Document segment:
— Start —

If I had paid a hundred bucks or so, or more, for a ticket tonight in Minnesota, I’d ask for my money back. Because even though the Canadiens won 2-1, this sad excuse for a game was a combination of sloppy play by the Habs, boring hockey by the Wild, and a never-ending amount of penalties called by the officials.

 

Imagine taking your new girlfriend on a first date to a game like this? She’d get up and leave with the hot dog vendor.

 

Montreal still hasn’t got their act together. PJ Stock was right. If they want to be a dominant team in the league, they have to start playing like one. And so far, except for the game against Toronto, they haven’t been good enough.

 

But at least they keep winning. That says something. But in my book, they haven’t looked great so far.

 

And if I could say good things about the Minnesota Wild, I could say the front office is laced with ex-1970’s Habs, starting with Doug Risebrough, the Wild’s President and GM, who I delivered milk to in Calgary when he was with the Flames and I was a door-to-door milkman.

 

Jacques Lemaire, Guy Lafleur’s centreman for most of the seventies, number 25 with the big slap shot, is the head coach and the inventor of boring coaching methods.

 

Guy Lapointe, one of the big three defencemen in the ’70’s along with Larry Robinson and Serge Savard,is the head of amateur scouting for the Wild. If you’ve read Ken Dryden’s The Game, you’ll know that Lapointe was a heck of a funny guy when he played.

 

And assistant coach Mario Tremblay. I’m not going to get into that.

 

I also don’t mind their sweater design. Reminds me of the old Quebec Aces sweater only with the colours reversed. Just plain and simple, with the round crest and laced neck. No fancy-dancy shit here.

 

Notes:

 

Young Habs’ Russian prospect Pavel Valentenko, toiling in the salt mines of Hamilton, asked the Canadiens if he could go home to visit his family. Montreal said yes, then the guy turned around and signed a three year deal with Moscow Dynamo. I suppose he had simply forgot to tell Bob Gainey that his family’s name is Moscow Dynamo.
 

 

Steve Downey has been recalled by Philadelphia. After his big scare of being sent down, maybe Downey will now be the next Lady Byng winner. What do you think?

 

Next up: The team is in Long Island Saturday to take on the New York Islanders. After that, they’ve got five freakin days off before they play the Blue Jackets the following Friday. FIVE FREAKIN DAYS! Stay out of the bars, boys. 

 

     

 

 

Looking At The Standings Because It’s Interesting

Now that the dust has sort of settled on getting the season underway, it’s a little disturbing to see the Buffalo Sabres playing so well. They have the same record as Montreal – 4 wins and a shootout loss for nine points, for goodness sakes. Even with those George Jetson jerseys.

— End —

Prompt: Transcribe the passage of the Canadiens game write-up from "Montreal still hasn’t" up to and including "been good enough.".

Extracted records:
— Start —

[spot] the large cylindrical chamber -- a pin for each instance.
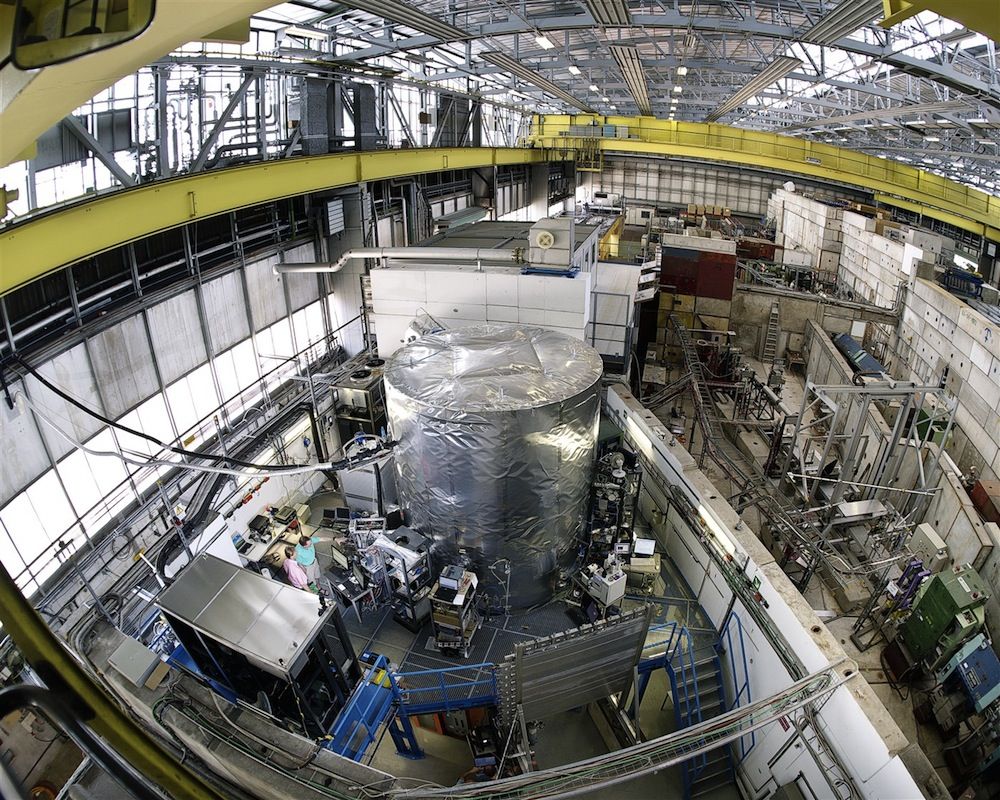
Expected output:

— End —
— Start —

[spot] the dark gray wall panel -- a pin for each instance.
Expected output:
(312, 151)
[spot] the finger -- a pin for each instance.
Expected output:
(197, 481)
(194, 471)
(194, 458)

— End —

Full response:
Montreal still hasn’t got their act together. PJ Stock was right. If they want to be a dominant team in the league, they have to start playing like one. And so far, except for the game against Toronto, they haven’t been good enough.